- **Supplied information**
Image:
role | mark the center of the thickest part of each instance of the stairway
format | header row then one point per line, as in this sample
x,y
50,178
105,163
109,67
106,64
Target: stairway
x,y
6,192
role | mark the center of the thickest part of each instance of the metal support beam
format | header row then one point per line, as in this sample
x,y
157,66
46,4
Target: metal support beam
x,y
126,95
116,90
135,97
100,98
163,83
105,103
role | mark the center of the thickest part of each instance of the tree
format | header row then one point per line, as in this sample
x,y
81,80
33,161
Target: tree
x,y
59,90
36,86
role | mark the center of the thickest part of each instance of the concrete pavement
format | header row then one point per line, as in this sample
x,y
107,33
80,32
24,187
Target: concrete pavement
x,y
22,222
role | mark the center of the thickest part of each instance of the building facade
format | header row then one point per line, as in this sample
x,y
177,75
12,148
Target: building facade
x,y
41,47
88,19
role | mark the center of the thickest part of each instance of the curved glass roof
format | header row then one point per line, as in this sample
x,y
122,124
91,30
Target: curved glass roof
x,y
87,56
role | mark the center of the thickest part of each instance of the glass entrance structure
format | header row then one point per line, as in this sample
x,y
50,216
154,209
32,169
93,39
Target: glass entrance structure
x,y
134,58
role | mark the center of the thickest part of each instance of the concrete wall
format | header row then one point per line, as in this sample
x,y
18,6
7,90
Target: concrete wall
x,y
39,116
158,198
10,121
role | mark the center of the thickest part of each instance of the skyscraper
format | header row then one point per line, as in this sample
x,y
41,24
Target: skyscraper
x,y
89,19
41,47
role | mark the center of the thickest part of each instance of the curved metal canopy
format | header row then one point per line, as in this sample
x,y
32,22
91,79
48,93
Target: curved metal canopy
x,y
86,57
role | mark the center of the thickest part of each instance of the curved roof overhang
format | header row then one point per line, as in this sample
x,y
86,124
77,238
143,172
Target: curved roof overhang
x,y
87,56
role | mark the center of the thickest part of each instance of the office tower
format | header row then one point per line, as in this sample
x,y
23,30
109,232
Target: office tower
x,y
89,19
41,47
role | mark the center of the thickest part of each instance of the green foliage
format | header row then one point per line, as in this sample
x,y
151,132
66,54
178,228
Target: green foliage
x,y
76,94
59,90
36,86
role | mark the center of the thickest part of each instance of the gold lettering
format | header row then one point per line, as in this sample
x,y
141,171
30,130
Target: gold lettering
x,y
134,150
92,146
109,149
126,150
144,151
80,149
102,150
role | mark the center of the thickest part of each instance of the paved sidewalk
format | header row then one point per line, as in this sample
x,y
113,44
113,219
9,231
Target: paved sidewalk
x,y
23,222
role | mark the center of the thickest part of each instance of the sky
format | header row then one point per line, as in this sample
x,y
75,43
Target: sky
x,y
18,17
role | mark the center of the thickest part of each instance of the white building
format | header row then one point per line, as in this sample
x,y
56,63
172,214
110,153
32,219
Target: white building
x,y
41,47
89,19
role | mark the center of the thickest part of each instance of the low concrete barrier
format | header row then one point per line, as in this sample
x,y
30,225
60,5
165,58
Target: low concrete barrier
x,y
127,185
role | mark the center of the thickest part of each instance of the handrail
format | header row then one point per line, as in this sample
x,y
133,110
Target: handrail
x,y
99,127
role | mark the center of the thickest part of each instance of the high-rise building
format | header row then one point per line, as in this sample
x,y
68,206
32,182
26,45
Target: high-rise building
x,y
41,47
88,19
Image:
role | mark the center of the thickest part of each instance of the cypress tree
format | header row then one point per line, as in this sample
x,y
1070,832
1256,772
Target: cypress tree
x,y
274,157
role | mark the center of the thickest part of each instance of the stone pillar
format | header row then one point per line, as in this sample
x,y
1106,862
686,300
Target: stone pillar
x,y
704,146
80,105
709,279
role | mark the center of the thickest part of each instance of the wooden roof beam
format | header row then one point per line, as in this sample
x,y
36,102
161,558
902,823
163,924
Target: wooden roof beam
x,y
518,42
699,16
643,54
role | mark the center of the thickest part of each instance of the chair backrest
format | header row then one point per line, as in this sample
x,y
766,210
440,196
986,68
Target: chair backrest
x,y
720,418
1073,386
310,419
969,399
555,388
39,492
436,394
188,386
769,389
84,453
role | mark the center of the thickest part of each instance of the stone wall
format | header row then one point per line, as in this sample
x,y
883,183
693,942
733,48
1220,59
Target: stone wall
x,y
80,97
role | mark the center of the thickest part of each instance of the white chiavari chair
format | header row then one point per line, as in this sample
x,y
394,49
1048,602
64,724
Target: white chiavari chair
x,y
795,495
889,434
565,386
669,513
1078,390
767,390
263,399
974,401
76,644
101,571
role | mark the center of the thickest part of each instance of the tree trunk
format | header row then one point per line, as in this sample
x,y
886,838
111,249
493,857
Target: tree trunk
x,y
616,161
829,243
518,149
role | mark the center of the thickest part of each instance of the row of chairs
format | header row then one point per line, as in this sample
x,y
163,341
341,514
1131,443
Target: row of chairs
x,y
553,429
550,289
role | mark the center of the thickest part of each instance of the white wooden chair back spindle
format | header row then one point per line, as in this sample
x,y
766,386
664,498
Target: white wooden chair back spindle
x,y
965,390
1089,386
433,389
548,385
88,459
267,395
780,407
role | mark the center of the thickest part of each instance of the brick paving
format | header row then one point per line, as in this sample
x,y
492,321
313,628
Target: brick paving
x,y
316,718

- **Assignment**
The whole of the data must be given back word for word.

- **Exercise result**
Image:
role | mark the center of the thickest part of each instance of the stairway
format | header row then one point per line, as in this sample
x,y
50,178
105,163
109,67
106,64
Target: stairway
x,y
6,192
role | mark the center of the thickest part of each instance of the metal support beam
format | header row then one point per line, as in this sample
x,y
157,66
46,4
Target: metal support beam
x,y
126,95
116,90
135,97
100,98
163,83
105,103
role | mark the center of the thickest part of each instance of the tree
format | header row then one point per line, as in this sample
x,y
81,80
33,161
Target: tree
x,y
59,90
36,86
role | mark the center of the thickest part of each instance of the concrete pavement
format | header row then one point per line, as in this sample
x,y
107,33
80,32
24,187
Target: concrete pavement
x,y
22,222
role | mark the center of the thickest part of each instance of the building facade
format | header row then one point per line, as in this sample
x,y
177,75
12,148
Target: building facade
x,y
41,47
88,19
role | mark the center of the thickest part of each instance of the curved glass roof
format | header row then one point per line, as in this sample
x,y
122,124
91,30
Target: curved glass roof
x,y
87,56
role | mark the center of the thickest part of each instance of the glass entrance structure
format | header row then one point per line, as in this sample
x,y
50,216
154,209
32,169
93,39
Target: glass entrance structure
x,y
134,58
role | mark the center of the thickest part of each instance of the concrete wall
format | header row then one point per line, as in this sample
x,y
18,6
7,90
Target: concrete wall
x,y
39,116
158,198
10,121
role | mark the center of the thickest part of each instance of the skyscraper
format | header row then one point per line, as in this sample
x,y
41,24
Target: skyscraper
x,y
89,19
41,47
role | mark the center of the thickest part of each instance of the curved metal canopy
format | header row then one point per line, as in this sample
x,y
32,22
91,79
48,93
Target: curved metal canopy
x,y
86,57
role | mark the center of the thickest part of each instance of the curved roof overhang
format | header row then one point per line, as in this sample
x,y
86,124
77,238
143,172
Target: curved roof overhang
x,y
87,56
role | mark the center of the thickest part of each instance of the office tower
format | header row then one point per line, as in this sample
x,y
23,30
109,232
Target: office tower
x,y
89,19
41,47
role | mark the center of the thickest part of each instance of the green foliage
format | header row then one point per line, as in this sample
x,y
151,132
66,54
178,228
Target: green foliage
x,y
76,94
59,90
36,86
role | mark the center of the thickest part of each instance of the gold lettering
format | header row then one point per line, as in this sample
x,y
141,171
30,130
Target: gold lettering
x,y
134,150
92,146
109,149
126,150
144,151
80,149
102,150
role | mark the center of the thickest part of each instance of the paved sidewalk
format | header row then one point per line, as in this sample
x,y
113,44
113,219
9,231
Target: paved sidewalk
x,y
23,222
role | mark the center of the thickest part of each instance of the sky
format | header row then one point per line, as in this sample
x,y
75,43
Target: sky
x,y
18,17
role | mark the center of the thickest part of each instance of the white building
format | header row then one point per line, as in this sample
x,y
56,63
172,214
110,153
32,219
Target: white building
x,y
41,47
89,19
role | mark the center of the thickest part of each instance of the low concrete barrier
format | header row then one point per line, as in this sample
x,y
30,225
60,5
165,58
Target: low concrete barrier
x,y
127,185
role | mark the center of the thickest part of each instance of the handrail
format | header row then one point per line, as in this sample
x,y
133,110
Target: handrail
x,y
99,127
role | mark the center of the thickest part of each instance of the high-rise building
format | header row then one point per line, as in this sample
x,y
68,206
32,182
26,45
Target: high-rise building
x,y
41,47
88,19
Image:
role | mark the center of the thickest part of each instance of the cypress tree
format | header row then one point per line, as in this sample
x,y
1070,832
1256,772
Target: cypress tree
x,y
274,157
role | mark the center of the thickest part of each instance of the stone pillar
format | header row then one point per line, as in this sample
x,y
1106,862
686,300
Target: stone pillar
x,y
704,146
80,105
709,279
role | mark the center of the thickest part of each instance of the wooden roof beam
format | header row then one point per line, as in this sample
x,y
36,102
161,558
902,823
163,924
Target: wooden roof beam
x,y
518,42
699,16
643,54
role | mark the center of the thickest part of each instance of the chair backrest
format | header row then one point per line, as in this sample
x,y
766,210
440,196
986,68
Target: chair backrest
x,y
720,418
1073,386
310,419
969,399
555,388
39,492
436,394
188,386
769,389
84,453
role | mark the center of the thickest part of each instance of the stone wall
format | header row then one point per line, as in this sample
x,y
883,183
693,942
733,48
1220,59
Target: stone wall
x,y
80,97
role | mark the center of the thickest part of each instance of the white chiavari chair
format | header row then one point per line, as in this sample
x,y
394,49
1048,602
64,724
Target: white chiavari chair
x,y
795,495
889,434
565,386
669,513
1078,390
767,390
263,399
974,401
76,644
101,571
role | mark the center of the thickest part of each instance of the tree trunk
format | header row then one point per line, as in this sample
x,y
886,838
111,249
493,857
Target: tree trunk
x,y
616,161
829,243
518,149
role | mark the center of the thickest part of each instance of the row of chairs
format | header row then one point per line, as in this sample
x,y
163,341
341,514
1131,443
Target: row of chairs
x,y
553,429
550,289
role | mark the center of the thickest part of each instance of the white wooden chair back spindle
format | header row then one point per line, as in this sample
x,y
766,386
664,498
Target: white wooden chair back spindle
x,y
965,390
1089,386
433,389
548,385
88,459
267,395
780,407
role | mark the center of the thickest part of each instance of the brick paving
format | header row then one point per line, as in this sample
x,y
492,321
313,628
Target: brick paving
x,y
316,718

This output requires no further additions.